■ **SOURCE DATA**:
-- Opening Marker --
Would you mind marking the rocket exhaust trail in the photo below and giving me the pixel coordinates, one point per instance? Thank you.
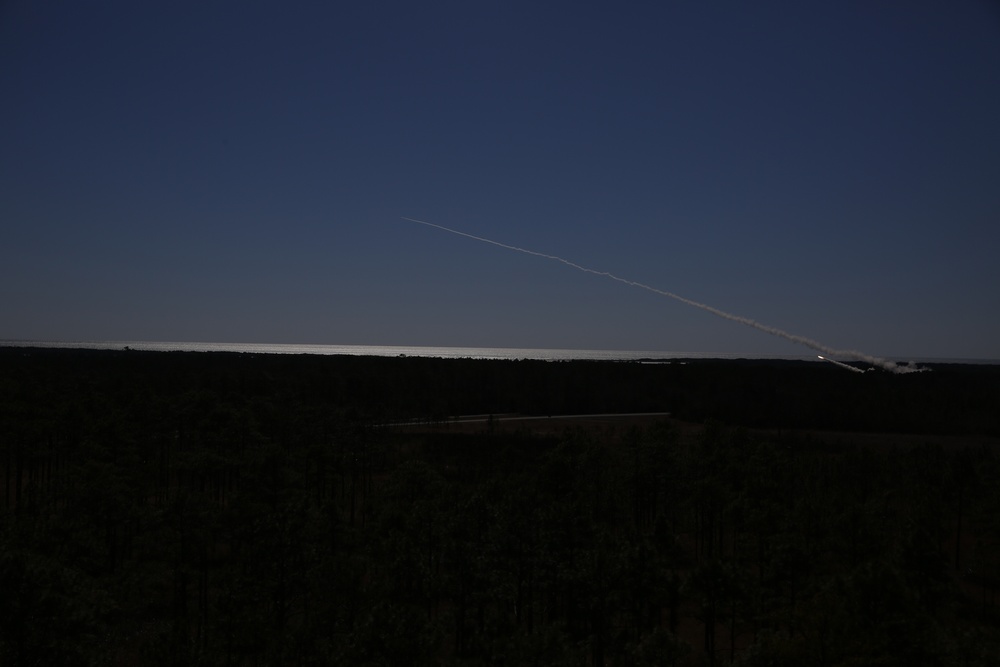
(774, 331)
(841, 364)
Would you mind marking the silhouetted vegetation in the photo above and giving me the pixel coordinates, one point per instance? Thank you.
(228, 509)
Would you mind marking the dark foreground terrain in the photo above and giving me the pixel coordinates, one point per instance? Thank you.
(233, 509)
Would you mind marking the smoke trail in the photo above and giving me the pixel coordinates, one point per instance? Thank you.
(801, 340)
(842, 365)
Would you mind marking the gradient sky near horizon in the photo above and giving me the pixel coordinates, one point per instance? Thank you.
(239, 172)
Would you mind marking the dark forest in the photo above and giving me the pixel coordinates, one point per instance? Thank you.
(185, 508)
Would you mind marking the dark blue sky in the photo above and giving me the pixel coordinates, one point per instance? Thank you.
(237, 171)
-- Closing Marker --
-- Opening Marker --
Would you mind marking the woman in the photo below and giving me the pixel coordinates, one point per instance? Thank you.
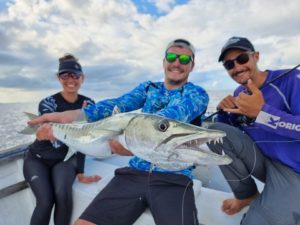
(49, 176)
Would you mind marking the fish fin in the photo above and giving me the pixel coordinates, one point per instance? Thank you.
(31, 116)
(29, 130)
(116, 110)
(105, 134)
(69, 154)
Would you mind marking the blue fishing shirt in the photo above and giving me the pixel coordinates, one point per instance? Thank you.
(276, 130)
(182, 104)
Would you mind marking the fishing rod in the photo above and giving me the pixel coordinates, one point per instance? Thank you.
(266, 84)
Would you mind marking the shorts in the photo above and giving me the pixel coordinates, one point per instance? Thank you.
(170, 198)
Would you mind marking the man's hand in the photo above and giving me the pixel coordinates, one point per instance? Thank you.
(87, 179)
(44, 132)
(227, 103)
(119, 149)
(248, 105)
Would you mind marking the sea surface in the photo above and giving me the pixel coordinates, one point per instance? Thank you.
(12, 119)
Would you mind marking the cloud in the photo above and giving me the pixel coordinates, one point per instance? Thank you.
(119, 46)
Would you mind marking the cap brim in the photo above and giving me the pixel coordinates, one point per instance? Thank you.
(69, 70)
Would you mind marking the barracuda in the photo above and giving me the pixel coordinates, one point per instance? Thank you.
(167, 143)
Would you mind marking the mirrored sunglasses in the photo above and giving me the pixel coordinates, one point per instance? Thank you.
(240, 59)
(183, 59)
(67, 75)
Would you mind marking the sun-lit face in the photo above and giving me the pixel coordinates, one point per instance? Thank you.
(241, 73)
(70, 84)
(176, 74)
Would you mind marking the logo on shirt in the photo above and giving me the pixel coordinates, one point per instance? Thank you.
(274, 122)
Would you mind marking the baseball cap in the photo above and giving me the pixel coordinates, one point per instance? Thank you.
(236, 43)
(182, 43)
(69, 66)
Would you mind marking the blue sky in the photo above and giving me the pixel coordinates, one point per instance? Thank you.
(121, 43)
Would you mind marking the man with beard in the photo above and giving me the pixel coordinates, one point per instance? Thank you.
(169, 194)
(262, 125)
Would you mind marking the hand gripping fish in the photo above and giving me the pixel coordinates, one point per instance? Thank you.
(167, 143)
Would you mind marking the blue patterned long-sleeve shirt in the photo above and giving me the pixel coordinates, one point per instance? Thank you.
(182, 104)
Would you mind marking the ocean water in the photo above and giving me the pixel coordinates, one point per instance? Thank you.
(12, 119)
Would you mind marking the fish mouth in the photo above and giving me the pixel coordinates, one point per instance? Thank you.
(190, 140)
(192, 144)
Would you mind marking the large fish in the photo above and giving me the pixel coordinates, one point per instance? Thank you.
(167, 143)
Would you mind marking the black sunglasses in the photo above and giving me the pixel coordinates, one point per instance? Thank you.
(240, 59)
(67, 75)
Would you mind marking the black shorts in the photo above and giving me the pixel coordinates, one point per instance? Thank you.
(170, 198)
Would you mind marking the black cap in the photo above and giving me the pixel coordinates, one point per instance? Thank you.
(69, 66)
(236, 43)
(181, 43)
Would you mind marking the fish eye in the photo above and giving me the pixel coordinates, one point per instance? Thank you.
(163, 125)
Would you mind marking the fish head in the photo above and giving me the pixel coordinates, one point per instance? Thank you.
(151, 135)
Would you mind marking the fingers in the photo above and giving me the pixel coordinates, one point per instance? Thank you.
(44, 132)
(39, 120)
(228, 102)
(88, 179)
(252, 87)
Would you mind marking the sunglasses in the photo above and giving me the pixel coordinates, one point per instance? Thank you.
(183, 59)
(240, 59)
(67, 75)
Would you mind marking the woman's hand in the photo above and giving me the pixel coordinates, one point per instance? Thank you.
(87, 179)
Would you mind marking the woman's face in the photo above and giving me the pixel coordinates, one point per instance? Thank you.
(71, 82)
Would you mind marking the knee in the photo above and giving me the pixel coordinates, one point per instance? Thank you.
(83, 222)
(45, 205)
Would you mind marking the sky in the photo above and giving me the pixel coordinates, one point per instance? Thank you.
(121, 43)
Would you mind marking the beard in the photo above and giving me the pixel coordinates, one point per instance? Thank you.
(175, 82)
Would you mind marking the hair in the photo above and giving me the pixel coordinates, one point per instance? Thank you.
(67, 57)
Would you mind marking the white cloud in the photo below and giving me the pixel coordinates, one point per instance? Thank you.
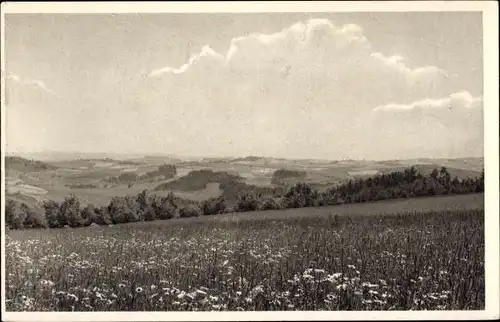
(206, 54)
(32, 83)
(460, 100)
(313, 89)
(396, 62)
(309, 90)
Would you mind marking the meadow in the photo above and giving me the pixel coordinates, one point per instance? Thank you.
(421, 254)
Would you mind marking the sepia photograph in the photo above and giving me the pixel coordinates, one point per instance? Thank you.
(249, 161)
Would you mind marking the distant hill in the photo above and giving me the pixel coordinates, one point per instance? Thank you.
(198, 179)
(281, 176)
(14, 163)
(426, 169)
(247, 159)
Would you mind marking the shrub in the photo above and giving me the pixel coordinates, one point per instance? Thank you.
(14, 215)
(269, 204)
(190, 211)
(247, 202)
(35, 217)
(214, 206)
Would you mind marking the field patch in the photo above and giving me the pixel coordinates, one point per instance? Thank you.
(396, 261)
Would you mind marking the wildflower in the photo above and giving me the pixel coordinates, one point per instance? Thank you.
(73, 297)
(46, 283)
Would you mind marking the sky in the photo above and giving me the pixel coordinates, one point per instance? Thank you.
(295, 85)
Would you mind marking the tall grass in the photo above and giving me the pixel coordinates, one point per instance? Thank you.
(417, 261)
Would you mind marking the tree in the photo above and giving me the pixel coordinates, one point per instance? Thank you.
-- Closing Marker --
-- Opening Marker --
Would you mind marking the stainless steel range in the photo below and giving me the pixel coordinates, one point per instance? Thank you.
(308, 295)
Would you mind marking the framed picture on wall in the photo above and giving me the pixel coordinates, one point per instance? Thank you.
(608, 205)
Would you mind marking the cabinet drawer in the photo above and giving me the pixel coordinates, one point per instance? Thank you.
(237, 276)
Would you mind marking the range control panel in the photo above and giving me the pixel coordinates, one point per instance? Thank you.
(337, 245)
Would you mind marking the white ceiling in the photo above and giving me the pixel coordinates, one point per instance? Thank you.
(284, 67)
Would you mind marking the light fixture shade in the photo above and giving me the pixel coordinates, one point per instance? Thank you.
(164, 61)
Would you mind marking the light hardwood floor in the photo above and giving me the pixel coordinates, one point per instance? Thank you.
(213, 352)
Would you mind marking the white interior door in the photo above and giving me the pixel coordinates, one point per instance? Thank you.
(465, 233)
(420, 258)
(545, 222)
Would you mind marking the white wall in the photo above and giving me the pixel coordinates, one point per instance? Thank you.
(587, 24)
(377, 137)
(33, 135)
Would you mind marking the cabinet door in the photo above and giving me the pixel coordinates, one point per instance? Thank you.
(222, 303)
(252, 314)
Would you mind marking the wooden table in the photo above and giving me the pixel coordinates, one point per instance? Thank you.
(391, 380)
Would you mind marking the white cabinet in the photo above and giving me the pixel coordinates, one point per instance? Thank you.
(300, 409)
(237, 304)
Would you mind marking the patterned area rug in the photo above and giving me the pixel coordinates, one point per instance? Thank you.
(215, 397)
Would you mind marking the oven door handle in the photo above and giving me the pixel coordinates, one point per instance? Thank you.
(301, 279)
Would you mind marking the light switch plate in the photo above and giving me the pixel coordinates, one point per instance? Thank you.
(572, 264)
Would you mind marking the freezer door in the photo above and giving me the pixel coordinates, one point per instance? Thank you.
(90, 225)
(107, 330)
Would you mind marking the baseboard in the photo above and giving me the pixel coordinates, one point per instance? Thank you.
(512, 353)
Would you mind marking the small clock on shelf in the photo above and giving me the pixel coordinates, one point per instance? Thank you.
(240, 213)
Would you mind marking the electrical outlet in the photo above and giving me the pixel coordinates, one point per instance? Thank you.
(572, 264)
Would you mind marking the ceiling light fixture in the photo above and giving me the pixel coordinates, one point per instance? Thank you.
-- Closing Marker --
■ **PROBLEM**:
Please output exactly the lines between the one holding "Would you mind marking the white cabinet" and the one holding "Would you mind marking the ceiling" in the records above, inclusive, and nothing more.

■ **PROBLEM SOLUTION**:
Would you mind marking the white cabinet in the photo above and giving me the pixel coordinates, one point per instance? Thank you.
(300, 409)
(237, 304)
Would you mind marking the patterned area rug in the photo above and giving me the pixel coordinates, one point per instance? Thank you.
(215, 397)
Would you mind marking the oven door handle in the photo above and giving me the pixel coordinates, one point per instance? Thank you.
(301, 279)
Would you mind marking the light switch plate in the photo above and giving me the pixel coordinates, one point per instance? Thank you.
(572, 264)
Would you mind marking the freezer door in the photo above and giving me the pixel coordinates, one point per instance? Thank you.
(90, 225)
(107, 330)
Would you mind marking the baseboard in the photo above and giving me the pixel coordinates, one point per instance? Thank you.
(512, 353)
Would you mind marking the small clock on shelf in the photo above and giving me the pixel coordinates, one point per instance? Thank you.
(240, 213)
Would you mind marking the electrical outlet in the photo above and giving me the pixel coordinates, one point per instance? Thank you.
(572, 264)
Would you mind marking the ceiling light fixture in the photo above and giving me the pixel coordinates, one point per instance? Thank you.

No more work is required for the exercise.